What is being asked:
Report each line from the records where the string "below" turns up.

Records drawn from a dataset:
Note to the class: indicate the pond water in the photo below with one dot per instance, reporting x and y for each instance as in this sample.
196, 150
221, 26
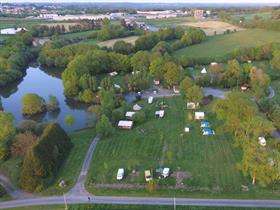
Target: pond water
44, 82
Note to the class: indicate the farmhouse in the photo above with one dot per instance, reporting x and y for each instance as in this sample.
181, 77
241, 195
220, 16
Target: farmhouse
125, 124
199, 115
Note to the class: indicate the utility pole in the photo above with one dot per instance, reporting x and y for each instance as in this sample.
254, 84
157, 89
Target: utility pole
65, 202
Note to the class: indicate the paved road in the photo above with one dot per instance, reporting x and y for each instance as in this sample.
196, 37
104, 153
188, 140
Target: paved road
79, 187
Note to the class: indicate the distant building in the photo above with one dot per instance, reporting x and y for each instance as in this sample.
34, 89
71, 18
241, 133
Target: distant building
198, 14
12, 31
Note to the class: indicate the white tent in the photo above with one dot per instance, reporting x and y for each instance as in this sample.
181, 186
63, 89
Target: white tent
204, 71
136, 107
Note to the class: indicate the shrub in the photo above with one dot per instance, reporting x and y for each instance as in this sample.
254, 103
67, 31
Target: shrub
44, 159
32, 104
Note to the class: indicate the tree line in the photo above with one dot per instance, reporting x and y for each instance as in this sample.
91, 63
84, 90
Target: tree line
15, 55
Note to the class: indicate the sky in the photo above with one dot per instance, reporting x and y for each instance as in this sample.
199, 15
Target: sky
150, 1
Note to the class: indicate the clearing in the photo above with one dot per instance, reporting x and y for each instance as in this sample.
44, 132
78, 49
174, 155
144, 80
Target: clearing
209, 163
218, 46
111, 42
213, 27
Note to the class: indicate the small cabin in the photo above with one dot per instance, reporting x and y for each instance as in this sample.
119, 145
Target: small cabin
208, 132
125, 124
192, 105
204, 124
159, 114
199, 115
129, 114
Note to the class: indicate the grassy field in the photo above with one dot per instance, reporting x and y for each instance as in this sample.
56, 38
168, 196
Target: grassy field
164, 22
69, 170
218, 46
71, 167
128, 207
209, 163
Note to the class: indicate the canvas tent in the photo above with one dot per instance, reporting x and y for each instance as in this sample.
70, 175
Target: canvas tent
136, 107
203, 71
125, 124
129, 114
159, 113
199, 115
208, 132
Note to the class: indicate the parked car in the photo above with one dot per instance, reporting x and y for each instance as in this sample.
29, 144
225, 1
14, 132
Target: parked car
148, 176
120, 174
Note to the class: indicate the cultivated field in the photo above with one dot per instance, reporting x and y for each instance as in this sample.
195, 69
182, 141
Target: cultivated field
66, 25
201, 165
212, 27
110, 43
218, 46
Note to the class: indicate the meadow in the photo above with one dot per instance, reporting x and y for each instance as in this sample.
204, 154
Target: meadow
128, 207
209, 163
70, 169
221, 45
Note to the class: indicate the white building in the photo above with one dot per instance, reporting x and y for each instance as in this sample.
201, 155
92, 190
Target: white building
12, 31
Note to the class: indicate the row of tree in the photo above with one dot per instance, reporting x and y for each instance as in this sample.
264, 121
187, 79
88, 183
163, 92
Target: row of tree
242, 119
15, 55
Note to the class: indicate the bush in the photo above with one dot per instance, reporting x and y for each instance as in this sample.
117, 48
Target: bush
139, 117
32, 104
104, 127
43, 161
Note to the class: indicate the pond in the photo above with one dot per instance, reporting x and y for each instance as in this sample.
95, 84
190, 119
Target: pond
45, 82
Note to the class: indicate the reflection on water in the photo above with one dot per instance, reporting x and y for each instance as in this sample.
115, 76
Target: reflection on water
43, 83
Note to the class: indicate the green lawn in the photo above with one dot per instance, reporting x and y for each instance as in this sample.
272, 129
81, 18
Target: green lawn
82, 34
128, 207
211, 161
165, 22
221, 45
71, 168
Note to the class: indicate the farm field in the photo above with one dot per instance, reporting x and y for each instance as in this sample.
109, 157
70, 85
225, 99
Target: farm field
164, 22
212, 27
70, 168
221, 45
110, 43
208, 164
127, 207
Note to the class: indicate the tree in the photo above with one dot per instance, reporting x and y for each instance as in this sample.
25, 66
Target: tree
7, 133
104, 127
185, 85
172, 73
32, 104
53, 103
44, 159
275, 61
69, 120
23, 143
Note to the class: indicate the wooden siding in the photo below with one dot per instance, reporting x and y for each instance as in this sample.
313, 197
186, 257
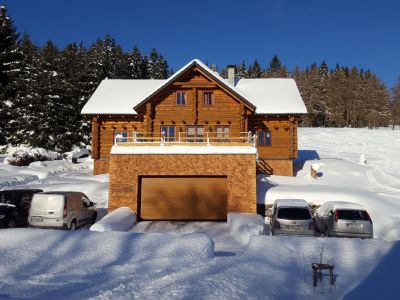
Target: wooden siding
183, 198
239, 169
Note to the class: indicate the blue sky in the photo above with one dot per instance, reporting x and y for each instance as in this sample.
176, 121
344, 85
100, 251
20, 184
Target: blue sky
350, 32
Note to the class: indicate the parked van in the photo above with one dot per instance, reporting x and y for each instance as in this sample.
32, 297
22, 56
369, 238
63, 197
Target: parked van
14, 207
62, 210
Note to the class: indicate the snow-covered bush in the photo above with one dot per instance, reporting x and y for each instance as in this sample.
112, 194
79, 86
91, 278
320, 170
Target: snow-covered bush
23, 156
77, 153
121, 219
244, 225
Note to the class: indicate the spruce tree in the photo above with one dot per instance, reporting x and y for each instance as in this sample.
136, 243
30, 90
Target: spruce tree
10, 59
255, 71
135, 61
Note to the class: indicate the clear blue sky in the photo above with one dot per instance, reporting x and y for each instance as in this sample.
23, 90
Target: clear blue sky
364, 33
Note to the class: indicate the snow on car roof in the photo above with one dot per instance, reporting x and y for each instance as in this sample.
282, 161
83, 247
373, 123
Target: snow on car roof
290, 202
342, 205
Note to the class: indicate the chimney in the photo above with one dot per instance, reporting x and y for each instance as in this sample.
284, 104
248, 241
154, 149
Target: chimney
231, 74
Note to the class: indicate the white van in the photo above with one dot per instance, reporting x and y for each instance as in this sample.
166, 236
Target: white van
61, 210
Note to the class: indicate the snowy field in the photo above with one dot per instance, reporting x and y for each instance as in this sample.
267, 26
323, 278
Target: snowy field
203, 260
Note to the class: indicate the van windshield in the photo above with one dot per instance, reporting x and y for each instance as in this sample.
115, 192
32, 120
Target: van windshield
294, 213
353, 215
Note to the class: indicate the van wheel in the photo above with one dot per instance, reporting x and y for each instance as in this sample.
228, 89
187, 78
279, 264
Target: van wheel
327, 231
73, 225
11, 223
94, 218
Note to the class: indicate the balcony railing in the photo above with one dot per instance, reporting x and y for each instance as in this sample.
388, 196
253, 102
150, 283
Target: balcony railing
182, 138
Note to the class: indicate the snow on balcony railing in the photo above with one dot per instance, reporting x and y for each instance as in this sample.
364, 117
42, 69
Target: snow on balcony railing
208, 138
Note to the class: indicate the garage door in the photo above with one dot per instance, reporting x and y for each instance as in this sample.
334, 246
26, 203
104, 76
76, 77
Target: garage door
183, 198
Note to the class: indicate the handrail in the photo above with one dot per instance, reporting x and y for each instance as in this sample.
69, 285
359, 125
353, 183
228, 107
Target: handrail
139, 138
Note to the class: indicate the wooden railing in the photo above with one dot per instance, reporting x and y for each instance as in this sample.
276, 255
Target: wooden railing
208, 138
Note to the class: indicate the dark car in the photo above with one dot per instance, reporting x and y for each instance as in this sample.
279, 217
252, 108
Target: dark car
14, 207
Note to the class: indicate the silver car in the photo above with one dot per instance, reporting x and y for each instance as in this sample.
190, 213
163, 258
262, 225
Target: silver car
291, 217
343, 219
62, 210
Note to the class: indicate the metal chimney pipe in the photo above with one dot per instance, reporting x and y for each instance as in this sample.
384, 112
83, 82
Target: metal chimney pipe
231, 74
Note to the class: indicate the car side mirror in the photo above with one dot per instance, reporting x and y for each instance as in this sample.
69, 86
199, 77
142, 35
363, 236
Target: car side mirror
269, 213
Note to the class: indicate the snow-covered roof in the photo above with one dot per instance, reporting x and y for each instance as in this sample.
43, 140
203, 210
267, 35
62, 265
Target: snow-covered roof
119, 96
273, 95
185, 149
266, 95
290, 203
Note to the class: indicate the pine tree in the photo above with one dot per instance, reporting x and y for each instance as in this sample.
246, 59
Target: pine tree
135, 63
22, 111
395, 104
242, 71
10, 59
255, 70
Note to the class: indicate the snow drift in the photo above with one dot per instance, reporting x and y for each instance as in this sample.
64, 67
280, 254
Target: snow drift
121, 219
244, 225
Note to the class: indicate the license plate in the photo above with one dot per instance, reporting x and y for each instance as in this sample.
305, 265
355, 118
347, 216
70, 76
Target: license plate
352, 225
36, 219
294, 227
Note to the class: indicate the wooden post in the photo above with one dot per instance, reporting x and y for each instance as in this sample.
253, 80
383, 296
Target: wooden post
95, 138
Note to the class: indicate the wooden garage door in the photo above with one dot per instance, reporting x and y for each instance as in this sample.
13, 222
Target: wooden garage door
183, 198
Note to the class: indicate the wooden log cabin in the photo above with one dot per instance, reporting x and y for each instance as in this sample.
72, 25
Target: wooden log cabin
189, 147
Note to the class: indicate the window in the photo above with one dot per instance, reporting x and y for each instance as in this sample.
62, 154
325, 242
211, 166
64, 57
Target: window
264, 138
168, 132
223, 133
208, 98
195, 134
181, 98
121, 136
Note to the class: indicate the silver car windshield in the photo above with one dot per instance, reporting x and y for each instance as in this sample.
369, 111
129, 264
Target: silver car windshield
293, 213
353, 215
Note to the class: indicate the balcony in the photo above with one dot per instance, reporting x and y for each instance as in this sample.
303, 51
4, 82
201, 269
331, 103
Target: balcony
183, 139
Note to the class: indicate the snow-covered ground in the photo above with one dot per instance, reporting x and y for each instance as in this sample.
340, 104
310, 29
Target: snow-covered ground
166, 260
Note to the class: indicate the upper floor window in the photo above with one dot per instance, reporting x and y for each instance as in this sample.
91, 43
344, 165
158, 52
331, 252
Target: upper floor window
168, 132
181, 98
222, 133
121, 136
195, 134
208, 98
264, 138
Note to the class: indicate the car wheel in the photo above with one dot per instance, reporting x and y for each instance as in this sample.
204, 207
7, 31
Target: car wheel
11, 223
73, 225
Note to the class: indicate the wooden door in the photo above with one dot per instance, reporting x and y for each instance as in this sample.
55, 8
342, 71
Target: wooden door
183, 198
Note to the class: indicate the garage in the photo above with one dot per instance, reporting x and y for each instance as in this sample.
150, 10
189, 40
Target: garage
183, 198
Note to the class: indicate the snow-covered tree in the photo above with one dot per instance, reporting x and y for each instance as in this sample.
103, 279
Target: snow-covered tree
10, 59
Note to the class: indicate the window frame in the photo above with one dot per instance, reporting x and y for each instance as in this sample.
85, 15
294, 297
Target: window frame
124, 134
210, 101
225, 136
168, 137
179, 103
266, 140
196, 137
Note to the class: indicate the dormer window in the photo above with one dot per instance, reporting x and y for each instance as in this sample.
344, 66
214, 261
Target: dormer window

Response box:
Note to the class: indicate the pond water in the photo below with one dot per instance, reporting x and y for each instance as in this sample.
Note to the class: indicate the wooden siding in the photo below with one dot per instance, reporting x and y for each instance as in this sample.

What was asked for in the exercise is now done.